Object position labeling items
* * * * * * *

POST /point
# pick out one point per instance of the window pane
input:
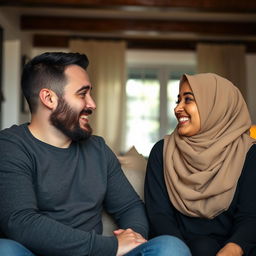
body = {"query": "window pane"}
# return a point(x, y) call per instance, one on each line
point(142, 124)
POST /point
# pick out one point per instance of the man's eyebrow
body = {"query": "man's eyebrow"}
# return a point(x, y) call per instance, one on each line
point(186, 93)
point(85, 87)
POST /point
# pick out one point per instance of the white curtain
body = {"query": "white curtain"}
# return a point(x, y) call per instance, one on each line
point(107, 75)
point(228, 61)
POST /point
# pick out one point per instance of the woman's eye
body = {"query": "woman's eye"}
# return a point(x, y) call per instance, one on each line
point(82, 94)
point(188, 100)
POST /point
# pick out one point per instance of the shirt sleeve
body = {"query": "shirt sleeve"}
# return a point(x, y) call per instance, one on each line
point(160, 210)
point(122, 201)
point(244, 226)
point(21, 220)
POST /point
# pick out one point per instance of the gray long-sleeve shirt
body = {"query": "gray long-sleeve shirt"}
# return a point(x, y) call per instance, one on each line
point(52, 198)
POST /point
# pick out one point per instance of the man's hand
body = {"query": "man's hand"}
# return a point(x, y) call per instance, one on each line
point(128, 240)
point(230, 249)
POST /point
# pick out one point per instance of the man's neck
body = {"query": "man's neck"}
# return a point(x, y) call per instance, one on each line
point(47, 133)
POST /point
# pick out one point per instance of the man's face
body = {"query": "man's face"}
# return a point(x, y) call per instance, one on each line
point(73, 109)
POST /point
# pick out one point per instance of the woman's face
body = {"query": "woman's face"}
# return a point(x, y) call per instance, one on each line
point(186, 111)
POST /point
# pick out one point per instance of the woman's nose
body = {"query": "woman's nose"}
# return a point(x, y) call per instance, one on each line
point(179, 108)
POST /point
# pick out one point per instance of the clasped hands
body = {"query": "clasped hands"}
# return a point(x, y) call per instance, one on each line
point(127, 240)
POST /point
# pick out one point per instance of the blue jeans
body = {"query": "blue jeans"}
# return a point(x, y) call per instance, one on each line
point(161, 246)
point(12, 248)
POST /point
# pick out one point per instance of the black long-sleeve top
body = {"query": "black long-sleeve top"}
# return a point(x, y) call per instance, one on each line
point(51, 198)
point(237, 224)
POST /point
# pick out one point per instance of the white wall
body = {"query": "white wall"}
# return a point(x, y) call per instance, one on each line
point(14, 50)
point(15, 45)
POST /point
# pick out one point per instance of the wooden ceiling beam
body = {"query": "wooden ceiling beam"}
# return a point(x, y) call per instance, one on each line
point(217, 5)
point(118, 25)
point(62, 41)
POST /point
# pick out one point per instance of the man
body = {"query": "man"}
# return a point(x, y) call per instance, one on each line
point(55, 177)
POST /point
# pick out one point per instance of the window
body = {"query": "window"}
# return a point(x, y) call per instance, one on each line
point(151, 94)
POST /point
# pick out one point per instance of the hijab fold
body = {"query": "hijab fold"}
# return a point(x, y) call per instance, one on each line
point(201, 172)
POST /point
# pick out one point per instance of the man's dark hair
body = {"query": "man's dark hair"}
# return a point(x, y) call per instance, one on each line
point(47, 71)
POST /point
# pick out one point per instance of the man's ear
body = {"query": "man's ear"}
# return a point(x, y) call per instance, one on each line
point(48, 98)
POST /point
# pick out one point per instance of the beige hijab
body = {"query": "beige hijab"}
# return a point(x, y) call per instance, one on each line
point(201, 172)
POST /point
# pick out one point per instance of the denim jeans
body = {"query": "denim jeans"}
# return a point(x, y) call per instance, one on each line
point(161, 246)
point(12, 248)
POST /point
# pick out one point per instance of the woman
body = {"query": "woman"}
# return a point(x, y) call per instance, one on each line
point(201, 180)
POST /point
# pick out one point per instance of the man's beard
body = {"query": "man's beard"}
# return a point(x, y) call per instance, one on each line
point(66, 120)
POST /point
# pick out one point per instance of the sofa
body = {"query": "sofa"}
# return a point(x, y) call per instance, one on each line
point(134, 167)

* * * * * * *

#### Exercise directions:
Copy the items from the beginning down to the line containing "point(228, 61)", substituting "white drape" for "white curtain" and leaving everything else the same. Omit the pictures.

#### Answer to this exercise:
POST /point
# pick out one point per instance of the window pane
input:
body = {"query": "window pane"}
# return a point(x, y) call per instance, one on each line
point(142, 124)
POST /point
# pick out one point per instance of the man's eyebrow
body = {"query": "man's eyebrow"}
# return a point(x, y) call per instance, one on each line
point(186, 93)
point(85, 87)
POST /point
# pick out one point per instance of the white drape
body = {"query": "white drape"}
# return a point(x, y) call per instance, one on each line
point(107, 75)
point(228, 61)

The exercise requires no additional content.